▶ JOB A: Show each line of the records below that contains the string "query", matching case exactly.
•••••
When president Ronald Reagan nominated him in 1986, Rehnquist had already spent 14 years as one of the supreme court's eight associate justices.
During that time he had emerged as one of its most conservative voices. His judgments repeatedly tried to limit what he viewed as the unconstitutional activism of his liberal predecessors who, under chief justice Earl Warren, had transformed America's legal and social climate.
Rehnquist was nominated by president Richard Nixon in 1971 to replace Justice John Harlan and from the start it became evident that he was out of tune with his fellow justices. Taking his seat the next year, the split emerged within weeks, when he became one of two dissentients to the historic 1973 Roe v Wade judgment, which legalised abortion throughout America.
His dissent was determined by an extremely narrow interpretation of the 14th amendment. This amendment, passed in the aftermath of the civil war, decrees that "no state shall make or enforce any law which shall abridge the privileges or immunities of citizens of the United States". Rehnquist argued that, since many state anti-abortion laws were already in place when the amendment was adopted in 1868, they had been implicitly accepted by the ratifying legislatures and the appellant, "Jane Roe", therefore had no case.
•••••
▶ JOB B: Supply the next part of the passage above on Rehnquist's years on the supreme court, starting after its final sentence.
•••••
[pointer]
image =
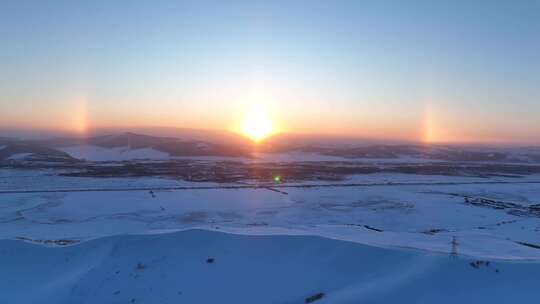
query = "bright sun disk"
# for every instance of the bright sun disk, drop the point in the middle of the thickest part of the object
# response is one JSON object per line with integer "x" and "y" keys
{"x": 256, "y": 124}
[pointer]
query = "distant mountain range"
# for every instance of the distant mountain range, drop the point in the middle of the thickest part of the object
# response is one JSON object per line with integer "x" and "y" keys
{"x": 133, "y": 146}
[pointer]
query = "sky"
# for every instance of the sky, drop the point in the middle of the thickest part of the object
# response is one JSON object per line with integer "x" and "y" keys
{"x": 432, "y": 71}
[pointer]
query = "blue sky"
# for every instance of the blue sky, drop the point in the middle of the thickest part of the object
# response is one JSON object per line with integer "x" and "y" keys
{"x": 465, "y": 70}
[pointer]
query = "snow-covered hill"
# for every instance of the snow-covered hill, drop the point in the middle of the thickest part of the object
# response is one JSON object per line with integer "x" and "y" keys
{"x": 211, "y": 267}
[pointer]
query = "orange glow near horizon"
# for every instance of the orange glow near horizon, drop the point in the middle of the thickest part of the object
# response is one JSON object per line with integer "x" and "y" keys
{"x": 256, "y": 124}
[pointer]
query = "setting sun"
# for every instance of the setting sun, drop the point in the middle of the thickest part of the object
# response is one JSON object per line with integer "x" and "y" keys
{"x": 256, "y": 124}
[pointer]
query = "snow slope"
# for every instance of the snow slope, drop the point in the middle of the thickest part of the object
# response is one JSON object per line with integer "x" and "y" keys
{"x": 174, "y": 268}
{"x": 96, "y": 153}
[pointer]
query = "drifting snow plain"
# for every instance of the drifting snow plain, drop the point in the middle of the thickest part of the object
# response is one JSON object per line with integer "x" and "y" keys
{"x": 390, "y": 242}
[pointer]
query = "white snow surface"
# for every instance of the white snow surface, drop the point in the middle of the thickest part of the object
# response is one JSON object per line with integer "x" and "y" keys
{"x": 386, "y": 240}
{"x": 173, "y": 268}
{"x": 96, "y": 153}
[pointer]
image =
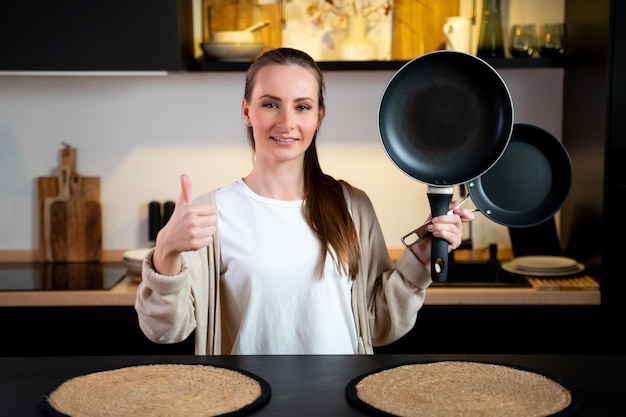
•••••
▶ OUTPUT A:
query = "bright sun disk"
query = "distant mountain range"
query = "sky"
query = "blue sky"
query = "snow-covered hill"
query = "orange glow near horizon"
query = "setting sun"
query = "snow slope"
query = "drifting snow plain"
query = "white snow surface"

▶ OUTPUT B:
This issue lies at the heart of American jurisprudence, riven from the beginning over the power of the federal government against that of individual states. Rehnquist, like other conservatives, favoured a highly restrictive view of the 10th amendment - the final provision of the bill of rights that states that "powers not delegated to the United States by the constitution, nor prohibited by it to the states, are reserved to the states respectively, or to the people". This battle around states' rights informed Rehnquist's whole judicial career.
Rehnquist came late to the law. He grew up in the middle-class suburbs of Milwaukee, Wisconsin, in a strongly Republican household. He was 16 when the US joined the second World War and, as soon as he could, abandoned high school to join the air force. Having served in its meteorological service in north Africa, he went to Stanford University with the help of the government grant given to all ex-servicemen. He was an outstanding student and, having gained a master's degree in political science, he went to Harvard to earn another in government.
These successive studies sparked an interest in the law and in 1950 he returned to Stanford for yet another degree. After two years he graduated at the top of his law class and acquired one of the plum assignments available to America's brightest law graduates - working for a supreme court justice. He was recruited to the chambers of Justice Robert Jackson, a notable liberal who had acted as America's chief prosecutor at the Nuremberg trials of leading Nazis.
Years later, when Rehnquist was nominated as chief justice, his work for Jackson caused a major controversy. In circumstances that never became clear, the young lawyer had, in 1953, written a background paper dealing with a landmark case then before the court, Brown v the Board of Education, which eventually overturned the segregated education of white and black children.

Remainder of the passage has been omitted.